Exercise details ▸ Render all of the data below as a JSON list of strings, one string per line, leaving out any blank lines.

Data records
★ ★ ★ ★ ★ ★ ★

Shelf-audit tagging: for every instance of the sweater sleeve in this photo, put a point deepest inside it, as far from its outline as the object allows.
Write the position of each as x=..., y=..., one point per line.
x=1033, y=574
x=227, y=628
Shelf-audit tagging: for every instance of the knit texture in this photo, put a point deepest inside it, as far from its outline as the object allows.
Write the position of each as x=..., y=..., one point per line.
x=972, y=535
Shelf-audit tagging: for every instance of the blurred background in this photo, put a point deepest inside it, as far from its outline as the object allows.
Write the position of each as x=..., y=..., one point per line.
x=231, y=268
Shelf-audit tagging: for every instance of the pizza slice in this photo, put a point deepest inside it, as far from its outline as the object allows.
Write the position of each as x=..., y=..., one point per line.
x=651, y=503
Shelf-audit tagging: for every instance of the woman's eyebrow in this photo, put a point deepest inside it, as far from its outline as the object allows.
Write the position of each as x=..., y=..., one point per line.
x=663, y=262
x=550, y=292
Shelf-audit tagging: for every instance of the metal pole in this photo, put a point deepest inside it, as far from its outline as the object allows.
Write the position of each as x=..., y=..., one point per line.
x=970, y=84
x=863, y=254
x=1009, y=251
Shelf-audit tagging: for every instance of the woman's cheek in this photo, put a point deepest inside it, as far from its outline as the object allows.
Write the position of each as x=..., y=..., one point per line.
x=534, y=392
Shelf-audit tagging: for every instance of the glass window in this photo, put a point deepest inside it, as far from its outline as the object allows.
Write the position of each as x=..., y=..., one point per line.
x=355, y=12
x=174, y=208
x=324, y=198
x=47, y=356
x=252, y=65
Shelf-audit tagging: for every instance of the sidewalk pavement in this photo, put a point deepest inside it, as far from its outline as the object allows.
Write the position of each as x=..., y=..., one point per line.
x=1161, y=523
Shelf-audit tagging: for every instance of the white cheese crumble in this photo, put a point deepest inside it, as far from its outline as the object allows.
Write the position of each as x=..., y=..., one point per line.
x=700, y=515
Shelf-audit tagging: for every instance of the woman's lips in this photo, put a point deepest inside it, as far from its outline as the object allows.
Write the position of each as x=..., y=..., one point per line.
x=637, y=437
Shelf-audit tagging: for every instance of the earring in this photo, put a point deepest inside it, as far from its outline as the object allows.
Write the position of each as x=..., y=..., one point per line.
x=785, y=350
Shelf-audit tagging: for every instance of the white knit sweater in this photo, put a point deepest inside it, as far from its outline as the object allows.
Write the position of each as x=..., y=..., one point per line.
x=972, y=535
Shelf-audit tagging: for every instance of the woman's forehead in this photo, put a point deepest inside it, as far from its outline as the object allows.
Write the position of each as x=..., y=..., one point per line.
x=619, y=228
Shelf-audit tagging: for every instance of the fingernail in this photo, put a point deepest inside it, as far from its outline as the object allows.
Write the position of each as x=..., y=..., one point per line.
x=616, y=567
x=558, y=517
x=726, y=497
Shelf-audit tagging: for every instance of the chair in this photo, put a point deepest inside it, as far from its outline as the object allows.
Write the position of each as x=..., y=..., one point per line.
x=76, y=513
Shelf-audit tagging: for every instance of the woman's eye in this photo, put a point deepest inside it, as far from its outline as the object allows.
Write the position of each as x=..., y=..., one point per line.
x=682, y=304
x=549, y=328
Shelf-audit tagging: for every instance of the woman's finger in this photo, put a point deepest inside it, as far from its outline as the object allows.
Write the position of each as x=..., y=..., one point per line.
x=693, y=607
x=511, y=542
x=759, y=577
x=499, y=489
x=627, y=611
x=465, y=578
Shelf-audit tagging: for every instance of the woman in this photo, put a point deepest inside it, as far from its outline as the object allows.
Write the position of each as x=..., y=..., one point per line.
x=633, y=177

★ ★ ★ ★ ★ ★ ★

Result of the task ▸
[
  "Shelf-audit tagging: for every instance of the sweater sleeve in this photo, put a point deepest inside it, as far from its outline as the object allows.",
  "Write the position of each as x=..., y=..., one point per line.",
  "x=1033, y=574",
  "x=227, y=628",
  "Shelf-audit tagging: for every instance of the knit texture in this photo, put a point deepest inside it, as far from its outline as the object allows.",
  "Write the position of each as x=..., y=..., one point per line.",
  "x=972, y=535",
  "Shelf-audit tagging: for every instance of the blurred background in this photo, put a point deepest inside it, as far from its outline as the object allows.",
  "Write the position of each as x=..., y=..., one point per line.",
  "x=231, y=268",
  "Shelf-audit tagging: for every instance of the pizza slice in this photo, put a point deepest inside it, as far from its outline as the object allows.",
  "Write the position of each as x=..., y=..., one point per line.",
  "x=651, y=503",
  "Shelf-audit tagging: for every instance of the woman's eyebrow in this photo, put a point deepest inside it, as far from its outline as the object allows.",
  "Write the position of each as x=..., y=..., one point per line.",
  "x=663, y=262",
  "x=550, y=292",
  "Shelf-audit tagging: for every instance of the metal pole in this photo, put a point deepest inside it, as far from its outline as the object allows.",
  "Write the position of each as x=..., y=..., one point per line.",
  "x=970, y=84",
  "x=863, y=254",
  "x=1009, y=251",
  "Shelf-audit tagging: for every instance of the woman's cheek in this photo, put a point deepest inside it, as far from its outline as the object allows.",
  "Write the position of each as x=..., y=..., one point per line.",
  "x=534, y=392",
  "Shelf-audit tagging: for every instance of the glass window in this photo, put a point deepest inside it, as far from its outline as the object allows.",
  "Write the position of each as x=..., y=..., one point per line.",
  "x=355, y=12",
  "x=174, y=208",
  "x=324, y=198",
  "x=47, y=356",
  "x=252, y=65",
  "Shelf-audit tagging: for every instance of the sidewalk pavement in this photo, put a point deepest inside it, as far from its outline as the object allows.",
  "Write the position of each as x=..., y=..., one point per line.",
  "x=1161, y=523",
  "Shelf-audit tagging: for every instance of the white cheese crumble in this photo, put a point deepest inside it, as far from its outline as the object allows.",
  "Write the position of each as x=..., y=..., one point per line.",
  "x=700, y=515",
  "Shelf-audit tagging: for every instance of the woman's lips in this photo, put a point deepest inside it, as far from its outline as the object allows.",
  "Write the position of each as x=..., y=..., one point per line.",
  "x=637, y=437",
  "Shelf-audit tagging: for every instance of the earring in this photo, put a point deepest inside it, as far from its outline as the object allows.",
  "Write the position of each as x=..., y=..., one point per line.",
  "x=785, y=350",
  "Shelf-audit tagging: for every instance of the white knit sweater in this photo, put a point deepest inside it, as far from its outline as the object allows.",
  "Write the position of each as x=..., y=..., one point per line.",
  "x=972, y=535",
  "Shelf-audit tagging: for every instance of the woman's forehead in this photo, put a point deepest inside it, as far from its outline as the object allows.",
  "Write the position of each as x=..., y=..., one point per line.",
  "x=619, y=228",
  "Shelf-audit tagging: for every instance of the fingernail in this photo, put a point deepest inside it, as far from its outline as the object allows.",
  "Write the position of each as x=..., y=..., one point per line.",
  "x=616, y=567",
  "x=558, y=517",
  "x=726, y=497",
  "Shelf-audit tagging: for every instance of the chair in this photo, put a point deepest inside it, as far from its outline as the object allows.",
  "Write the position of each as x=..., y=..., one point per line.",
  "x=76, y=513",
  "Shelf-audit tagging: for every instance of the woman's eye in this photo, put a point deepest inside it, as far from its outline as the object allows.",
  "Write the position of each as x=..., y=..., one point per line.",
  "x=682, y=304",
  "x=549, y=328",
  "Shelf-audit tagging: for every instance of the woman's finger in this photo, put a point deepest inside it, as far from its outline as the object allows.",
  "Write the position of each as x=..., y=..., one point per line.",
  "x=693, y=607",
  "x=511, y=542",
  "x=759, y=577",
  "x=499, y=489",
  "x=627, y=611",
  "x=465, y=578",
  "Shelf-audit tagging: for every instance of the woman in this photo, put a point deepest inside it, as far from its outline as the object allows.",
  "Write the position of each as x=..., y=..., one point per line.",
  "x=633, y=177"
]